* begin Material *

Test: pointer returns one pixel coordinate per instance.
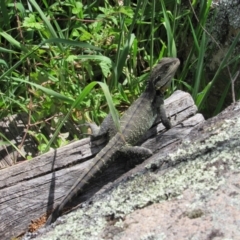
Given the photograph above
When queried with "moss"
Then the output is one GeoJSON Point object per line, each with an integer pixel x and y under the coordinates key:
{"type": "Point", "coordinates": [199, 166]}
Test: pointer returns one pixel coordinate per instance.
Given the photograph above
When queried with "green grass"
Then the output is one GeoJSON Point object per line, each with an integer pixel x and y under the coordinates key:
{"type": "Point", "coordinates": [82, 58]}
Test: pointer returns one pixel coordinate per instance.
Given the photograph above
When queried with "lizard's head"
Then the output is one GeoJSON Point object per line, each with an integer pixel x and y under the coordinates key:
{"type": "Point", "coordinates": [163, 73]}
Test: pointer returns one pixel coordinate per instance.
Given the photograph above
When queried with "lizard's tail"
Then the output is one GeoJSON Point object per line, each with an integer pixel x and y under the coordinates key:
{"type": "Point", "coordinates": [99, 162]}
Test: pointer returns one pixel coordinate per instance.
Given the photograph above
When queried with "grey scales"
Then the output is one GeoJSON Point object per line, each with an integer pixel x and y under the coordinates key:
{"type": "Point", "coordinates": [134, 123]}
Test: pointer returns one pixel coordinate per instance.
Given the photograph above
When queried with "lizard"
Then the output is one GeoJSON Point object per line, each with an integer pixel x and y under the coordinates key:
{"type": "Point", "coordinates": [134, 123]}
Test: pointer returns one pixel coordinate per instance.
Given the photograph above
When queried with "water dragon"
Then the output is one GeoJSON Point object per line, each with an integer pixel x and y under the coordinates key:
{"type": "Point", "coordinates": [134, 123]}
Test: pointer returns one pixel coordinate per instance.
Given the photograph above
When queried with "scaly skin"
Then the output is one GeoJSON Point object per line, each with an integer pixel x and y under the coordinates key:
{"type": "Point", "coordinates": [133, 125]}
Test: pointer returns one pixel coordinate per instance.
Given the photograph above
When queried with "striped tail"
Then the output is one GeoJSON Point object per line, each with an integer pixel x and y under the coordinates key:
{"type": "Point", "coordinates": [105, 156]}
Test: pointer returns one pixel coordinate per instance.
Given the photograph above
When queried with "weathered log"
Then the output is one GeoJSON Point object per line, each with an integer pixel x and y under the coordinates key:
{"type": "Point", "coordinates": [31, 189]}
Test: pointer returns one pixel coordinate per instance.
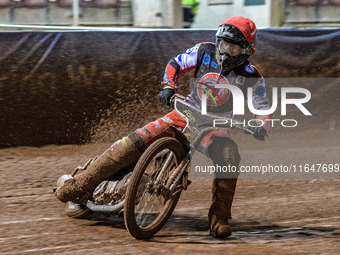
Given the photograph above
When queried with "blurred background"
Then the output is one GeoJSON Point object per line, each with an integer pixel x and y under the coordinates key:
{"type": "Point", "coordinates": [167, 13]}
{"type": "Point", "coordinates": [78, 71]}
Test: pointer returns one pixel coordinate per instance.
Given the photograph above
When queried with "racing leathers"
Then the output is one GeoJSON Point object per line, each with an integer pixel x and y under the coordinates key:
{"type": "Point", "coordinates": [217, 144]}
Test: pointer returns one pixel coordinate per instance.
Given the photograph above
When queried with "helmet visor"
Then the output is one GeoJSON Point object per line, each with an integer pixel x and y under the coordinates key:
{"type": "Point", "coordinates": [225, 47]}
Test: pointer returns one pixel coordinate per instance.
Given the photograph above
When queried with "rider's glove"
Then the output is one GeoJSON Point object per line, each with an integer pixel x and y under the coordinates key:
{"type": "Point", "coordinates": [165, 95]}
{"type": "Point", "coordinates": [258, 131]}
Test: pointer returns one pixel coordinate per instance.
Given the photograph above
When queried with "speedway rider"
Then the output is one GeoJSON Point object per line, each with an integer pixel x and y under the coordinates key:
{"type": "Point", "coordinates": [226, 62]}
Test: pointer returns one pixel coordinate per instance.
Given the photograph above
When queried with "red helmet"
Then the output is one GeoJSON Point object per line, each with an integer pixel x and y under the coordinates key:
{"type": "Point", "coordinates": [239, 30]}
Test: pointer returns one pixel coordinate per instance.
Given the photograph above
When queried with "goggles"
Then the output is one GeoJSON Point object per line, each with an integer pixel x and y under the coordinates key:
{"type": "Point", "coordinates": [225, 47]}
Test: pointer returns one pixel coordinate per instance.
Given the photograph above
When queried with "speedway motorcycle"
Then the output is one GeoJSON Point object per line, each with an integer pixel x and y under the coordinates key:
{"type": "Point", "coordinates": [148, 193]}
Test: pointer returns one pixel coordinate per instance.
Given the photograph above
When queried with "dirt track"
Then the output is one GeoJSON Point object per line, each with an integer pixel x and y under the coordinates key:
{"type": "Point", "coordinates": [281, 216]}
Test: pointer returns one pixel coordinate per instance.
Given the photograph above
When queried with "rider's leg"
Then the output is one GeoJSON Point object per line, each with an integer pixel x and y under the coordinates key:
{"type": "Point", "coordinates": [224, 152]}
{"type": "Point", "coordinates": [121, 154]}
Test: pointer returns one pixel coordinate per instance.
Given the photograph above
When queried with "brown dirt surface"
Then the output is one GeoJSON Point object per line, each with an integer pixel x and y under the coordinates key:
{"type": "Point", "coordinates": [270, 215]}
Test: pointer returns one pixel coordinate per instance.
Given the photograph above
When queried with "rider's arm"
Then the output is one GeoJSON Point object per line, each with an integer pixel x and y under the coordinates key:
{"type": "Point", "coordinates": [260, 102]}
{"type": "Point", "coordinates": [181, 64]}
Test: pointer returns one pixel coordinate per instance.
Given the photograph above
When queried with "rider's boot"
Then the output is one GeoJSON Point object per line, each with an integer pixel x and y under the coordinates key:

* end Material *

**Instructions for the task:**
Take the records above and transcribe them exactly, dropping every picture.

**Reply:**
Test: pointer returns one pixel coordinate per instance.
Given the photograph above
When queried with "moss"
Then the output is one GeoJSON Point object per line, each with an integer pixel x and y under the coordinates key:
{"type": "Point", "coordinates": [199, 166]}
Test: pointer returns one pixel coordinate per instance.
Given the photograph above
When queried with "green grass"
Then the output is one GeoJSON Point object per line, each with an integer pixel x and y under the coordinates key:
{"type": "Point", "coordinates": [82, 58]}
Test: pointer returns one pixel coordinate per instance.
Given the photograph above
When queried with "lizard's head"
Then the output is one GeoJSON Point object per line, each with an integer pixel x and y under the coordinates key:
{"type": "Point", "coordinates": [163, 73]}
Test: pointer returns one pixel coordinate per instance.
Given the photograph above
When queried with "lizard's tail"
Then the output is one GeoJSON Point object per line, each with an integer pixel x and y under the coordinates key:
{"type": "Point", "coordinates": [99, 162]}
Test: pointer returns one pixel coordinate per instance.
Given the photograph above
When queried with "grey scales"
Then the output is one GeoJSON Point object per line, each with an integer pixel x and y under the coordinates key:
{"type": "Point", "coordinates": [134, 123]}
Test: pointer returns one pixel coordinate per instance.
Given the photograph above
When queried with "lizard"
Then the output is one GeoJSON Point object per line, each with an integer pixel x and y under the coordinates key:
{"type": "Point", "coordinates": [134, 123]}
Test: pointer returns one pixel coordinate per instance.
Given the photograph above
When queried with "water dragon"
Then the output is one GeoJSON Point object per line, each with an integer pixel x and y under the coordinates key:
{"type": "Point", "coordinates": [134, 123]}
Test: pointer returns one pixel coordinate per instance.
Given the photograph above
When queried with "scaly skin"
Then the output is one GeoJSON Point object per line, each with an integer pixel x and y under the coordinates key:
{"type": "Point", "coordinates": [133, 125]}
Test: pointer returns one pixel coordinate per instance.
Given the photograph above
When queried with "striped tail"
Then the output is one GeoJSON Point object per line, each with an integer pixel x and y under the coordinates key:
{"type": "Point", "coordinates": [105, 156]}
Test: pointer returns one pixel coordinate per instance.
Given the photograph above
When queried with "weathered log"
Then the output is one GeoJSON Point object per line, each with an integer pixel x and y under the coordinates key:
{"type": "Point", "coordinates": [31, 189]}
Test: pointer returns one pixel coordinate per instance.
Given the photograph above
When queried with "blurred background"
Then the output is one GeoJSON Point object per line, each with an integer pixel x and y under the coordinates key:
{"type": "Point", "coordinates": [167, 13]}
{"type": "Point", "coordinates": [78, 71]}
Test: pointer returns one pixel coordinate per instance.
Given the photograph above
When queried with "racing leathers"
Then the output is one GeoJSON Point object per line, each with an integer pixel x and y under the coordinates key:
{"type": "Point", "coordinates": [217, 144]}
Test: pointer returns one pixel coordinate per instance.
Given the photograph above
When queried with "helmet visor"
Then the output is one GeoJSON Point object per line, each with an integer pixel x and y under the coordinates key:
{"type": "Point", "coordinates": [225, 47]}
Test: pointer returns one pixel coordinate per instance.
Given the photograph above
When queried with "rider's glove"
Then the output is one GeoJSON Point object per line, each with an integer pixel x and y under the coordinates key:
{"type": "Point", "coordinates": [165, 95]}
{"type": "Point", "coordinates": [258, 131]}
Test: pointer returns one pixel coordinate per instance.
Given the photograph above
When queried with "speedway rider"
Then the output is one GeoJSON Point object per line, each with an integer pixel x and y under the coordinates key:
{"type": "Point", "coordinates": [226, 62]}
Test: pointer returns one pixel coordinate per instance.
Given the photograph above
When queried with "red helmet"
Then the output is one GeoJSON Point object per line, each with an integer pixel x and y under the coordinates key:
{"type": "Point", "coordinates": [239, 30]}
Test: pointer returns one pixel coordinate per instance.
Given the photograph above
When queried with "goggles"
Then the output is one GeoJSON Point object per line, each with an integer pixel x and y under the coordinates key:
{"type": "Point", "coordinates": [225, 47]}
Test: pointer returns one pixel coordinate per instance.
Given the photograph above
When queried with "speedway motorcycle"
Then the output is one GeoJSON Point object per line, each with an integer pixel x and y under the coordinates key:
{"type": "Point", "coordinates": [148, 193]}
Test: pointer returns one pixel coordinate per instance.
Given the photograph above
When queried with "dirt track"
Then the output is one GeoJSON Point object per line, each with an integer pixel x and y under the coordinates key:
{"type": "Point", "coordinates": [281, 216]}
Test: pointer returns one pixel coordinate per instance.
Given the photograph above
When queried with "rider's leg"
Then the output is one GeoJSON Point object per line, each with an integer pixel x and y under the coordinates key:
{"type": "Point", "coordinates": [224, 152]}
{"type": "Point", "coordinates": [121, 154]}
Test: pointer returns one pixel coordinate per instance.
Given the photograph above
When queried with "brown dirt surface"
Then the output is one GeoJSON Point object per line, each with an integer pixel x and y under the coordinates key:
{"type": "Point", "coordinates": [270, 215]}
Test: pointer returns one pixel coordinate per instance.
Given the photograph above
When queried with "rider's arm"
Then the output is one GeoJSON Point object per line, each with an integer pixel x and y under the coordinates key:
{"type": "Point", "coordinates": [260, 102]}
{"type": "Point", "coordinates": [181, 64]}
Test: pointer returns one pixel coordinate per instance.
Given the photograph above
When queried with "rider's boot"
Then the output is one GeoJSON Point object per line, each with an integer pixel x and y under the coordinates key:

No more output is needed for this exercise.